> [Short task]
Write down each entry again, exactly as it reads.

> [Listing]
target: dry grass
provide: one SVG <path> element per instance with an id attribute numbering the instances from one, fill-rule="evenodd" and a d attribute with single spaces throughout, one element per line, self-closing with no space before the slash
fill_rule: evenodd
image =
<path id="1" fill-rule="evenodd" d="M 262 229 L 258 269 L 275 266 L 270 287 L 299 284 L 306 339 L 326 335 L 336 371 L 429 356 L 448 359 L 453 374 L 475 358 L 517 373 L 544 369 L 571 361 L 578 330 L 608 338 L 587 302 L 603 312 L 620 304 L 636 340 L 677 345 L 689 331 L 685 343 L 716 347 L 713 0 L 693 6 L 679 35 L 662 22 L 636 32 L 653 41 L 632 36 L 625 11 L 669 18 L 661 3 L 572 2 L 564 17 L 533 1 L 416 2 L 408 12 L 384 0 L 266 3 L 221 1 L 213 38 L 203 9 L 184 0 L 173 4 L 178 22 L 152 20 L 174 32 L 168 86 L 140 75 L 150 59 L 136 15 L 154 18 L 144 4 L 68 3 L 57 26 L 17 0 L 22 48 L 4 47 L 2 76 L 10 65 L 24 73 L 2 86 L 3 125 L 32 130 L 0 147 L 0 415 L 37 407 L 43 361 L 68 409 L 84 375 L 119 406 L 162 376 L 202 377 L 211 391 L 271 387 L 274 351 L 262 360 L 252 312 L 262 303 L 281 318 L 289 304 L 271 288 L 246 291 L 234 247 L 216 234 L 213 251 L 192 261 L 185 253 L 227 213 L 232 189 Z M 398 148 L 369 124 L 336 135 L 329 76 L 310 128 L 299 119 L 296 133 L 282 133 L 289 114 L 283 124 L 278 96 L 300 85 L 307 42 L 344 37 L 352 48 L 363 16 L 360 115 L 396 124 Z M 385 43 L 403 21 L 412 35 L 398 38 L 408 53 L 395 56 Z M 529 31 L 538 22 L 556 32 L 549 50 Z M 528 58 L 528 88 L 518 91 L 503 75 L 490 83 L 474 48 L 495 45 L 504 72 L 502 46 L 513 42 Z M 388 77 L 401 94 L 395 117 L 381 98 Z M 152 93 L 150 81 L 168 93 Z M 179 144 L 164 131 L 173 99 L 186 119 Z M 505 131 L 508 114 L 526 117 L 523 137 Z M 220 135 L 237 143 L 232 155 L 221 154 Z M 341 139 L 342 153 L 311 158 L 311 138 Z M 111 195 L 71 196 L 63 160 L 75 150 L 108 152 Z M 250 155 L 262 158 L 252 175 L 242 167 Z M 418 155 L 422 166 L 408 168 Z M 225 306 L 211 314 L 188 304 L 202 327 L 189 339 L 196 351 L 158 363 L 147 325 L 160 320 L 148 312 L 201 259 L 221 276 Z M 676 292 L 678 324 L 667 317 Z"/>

> [Result of this task]
target: dry grass
provide: one SVG <path> element per instance with an id attribute numbering the instances from one, fill-rule="evenodd" and a d attribute with single spaces throughout, one element per line, self-closing with no space before the slash
fill_rule: evenodd
image =
<path id="1" fill-rule="evenodd" d="M 262 229 L 258 269 L 275 266 L 270 287 L 299 284 L 306 339 L 326 335 L 336 371 L 429 356 L 448 359 L 453 374 L 475 358 L 517 373 L 544 369 L 571 361 L 578 330 L 608 338 L 587 302 L 603 312 L 620 304 L 636 340 L 677 345 L 689 331 L 685 343 L 716 347 L 713 0 L 693 6 L 679 35 L 662 22 L 636 32 L 653 41 L 632 36 L 625 11 L 669 18 L 661 3 L 572 2 L 564 17 L 533 1 L 416 2 L 408 12 L 384 0 L 266 3 L 221 1 L 213 38 L 203 9 L 184 0 L 173 4 L 178 22 L 152 20 L 174 32 L 168 86 L 140 75 L 150 59 L 136 15 L 154 18 L 144 4 L 68 3 L 57 26 L 17 0 L 22 48 L 4 47 L 2 76 L 10 65 L 24 73 L 2 86 L 3 125 L 32 130 L 0 147 L 0 415 L 37 407 L 43 361 L 68 409 L 84 375 L 119 406 L 162 376 L 202 377 L 211 391 L 271 387 L 274 351 L 262 360 L 252 312 L 262 303 L 281 318 L 289 304 L 271 288 L 246 291 L 234 247 L 216 234 L 213 251 L 192 261 L 185 253 L 227 213 L 232 189 Z M 398 148 L 369 124 L 336 135 L 329 76 L 310 128 L 299 119 L 296 133 L 282 133 L 289 114 L 283 124 L 278 96 L 300 85 L 307 42 L 344 37 L 352 48 L 363 16 L 360 115 L 396 124 Z M 385 43 L 403 21 L 412 35 L 398 38 L 408 53 L 395 56 Z M 529 31 L 538 22 L 556 32 L 549 50 Z M 528 58 L 528 88 L 518 91 L 503 75 L 490 83 L 474 48 L 495 45 L 504 72 L 502 46 L 513 42 Z M 388 77 L 401 94 L 395 117 L 381 98 Z M 152 93 L 150 81 L 168 93 Z M 179 144 L 164 131 L 173 99 L 186 119 Z M 505 131 L 508 114 L 526 117 L 523 137 Z M 220 135 L 237 143 L 232 155 L 221 154 Z M 341 139 L 342 153 L 311 158 L 311 138 Z M 111 195 L 71 196 L 63 160 L 75 150 L 108 152 Z M 250 155 L 262 158 L 252 175 L 242 167 Z M 418 155 L 422 166 L 408 168 Z M 225 306 L 211 314 L 188 304 L 202 327 L 189 339 L 196 351 L 158 363 L 147 325 L 160 320 L 148 312 L 201 259 L 221 276 Z M 676 292 L 678 324 L 667 317 Z"/>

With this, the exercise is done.